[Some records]
========================
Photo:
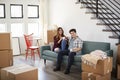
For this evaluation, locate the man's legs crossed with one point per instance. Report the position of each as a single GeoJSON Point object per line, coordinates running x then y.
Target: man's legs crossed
{"type": "Point", "coordinates": [60, 58]}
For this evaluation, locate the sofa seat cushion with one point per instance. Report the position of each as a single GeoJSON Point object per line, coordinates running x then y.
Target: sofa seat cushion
{"type": "Point", "coordinates": [50, 53]}
{"type": "Point", "coordinates": [77, 58]}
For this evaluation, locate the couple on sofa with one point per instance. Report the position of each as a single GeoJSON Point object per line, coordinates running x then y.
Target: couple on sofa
{"type": "Point", "coordinates": [64, 46]}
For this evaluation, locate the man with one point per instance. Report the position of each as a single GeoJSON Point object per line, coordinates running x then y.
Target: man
{"type": "Point", "coordinates": [75, 46]}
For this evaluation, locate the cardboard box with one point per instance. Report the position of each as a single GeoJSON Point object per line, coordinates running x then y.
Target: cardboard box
{"type": "Point", "coordinates": [118, 71]}
{"type": "Point", "coordinates": [92, 76]}
{"type": "Point", "coordinates": [5, 41]}
{"type": "Point", "coordinates": [118, 54]}
{"type": "Point", "coordinates": [50, 35]}
{"type": "Point", "coordinates": [103, 67]}
{"type": "Point", "coordinates": [6, 58]}
{"type": "Point", "coordinates": [19, 72]}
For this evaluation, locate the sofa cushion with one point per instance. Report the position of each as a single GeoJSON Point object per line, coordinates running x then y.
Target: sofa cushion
{"type": "Point", "coordinates": [53, 54]}
{"type": "Point", "coordinates": [50, 53]}
{"type": "Point", "coordinates": [89, 46]}
{"type": "Point", "coordinates": [77, 58]}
========================
» **EXERCISE DESCRIPTION**:
Rewrite every line of the material above as a JSON list of strings, one string per line, skipping blank lines and leaving out the pictures.

» **ANSWER FOR THIS EXERCISE**:
[
  "Photo:",
  "For this evaluation, locate the man's legs crossed with one point per instance. Report the position of each as a single GeoJSON Point object per line, coordinates running x then y.",
  "Target: man's legs crossed",
  "{\"type\": \"Point\", \"coordinates\": [60, 58]}",
  "For this evaluation, locate the sofa seat cushion with one point per instance. Report the position of each as a single GeoJSON Point object per line, coordinates running x then y.",
  "Target: sofa seat cushion",
  "{\"type\": \"Point\", \"coordinates\": [50, 53]}",
  "{\"type\": \"Point\", \"coordinates\": [77, 58]}",
  "For this evaluation, locate the couple on sofa with one point per instance. Report the position of each as a single GeoJSON Point object per line, coordinates running x then y.",
  "Target: couple on sofa",
  "{\"type\": \"Point\", \"coordinates\": [64, 46]}",
  "For this evaluation, locate the man with one point per instance. Report the position of each as a single GeoJSON Point object per line, coordinates running x then y.",
  "Target: man",
  "{\"type\": \"Point\", \"coordinates\": [75, 46]}",
  "For this evaluation, locate the cardboard box with one point per instance. Report the position of each as a single GeoJSON Point object per line, coordinates running x then y.",
  "Target: cardboard box",
  "{\"type\": \"Point\", \"coordinates\": [118, 71]}",
  "{\"type\": \"Point\", \"coordinates\": [92, 76]}",
  "{\"type\": \"Point\", \"coordinates\": [5, 41]}",
  "{\"type\": \"Point\", \"coordinates\": [118, 54]}",
  "{\"type\": \"Point\", \"coordinates\": [50, 35]}",
  "{\"type\": \"Point\", \"coordinates\": [103, 67]}",
  "{\"type\": \"Point\", \"coordinates\": [6, 58]}",
  "{\"type\": \"Point\", \"coordinates\": [19, 72]}",
  "For this evaluation, locate the sofa cushion with one point per instance. Report the position of each as a single GeoJSON Point object per line, coordinates running x then y.",
  "Target: sofa cushion",
  "{\"type\": \"Point\", \"coordinates\": [53, 54]}",
  "{\"type\": \"Point\", \"coordinates\": [50, 53]}",
  "{\"type\": \"Point\", \"coordinates\": [89, 46]}",
  "{\"type\": \"Point\", \"coordinates\": [77, 58]}"
]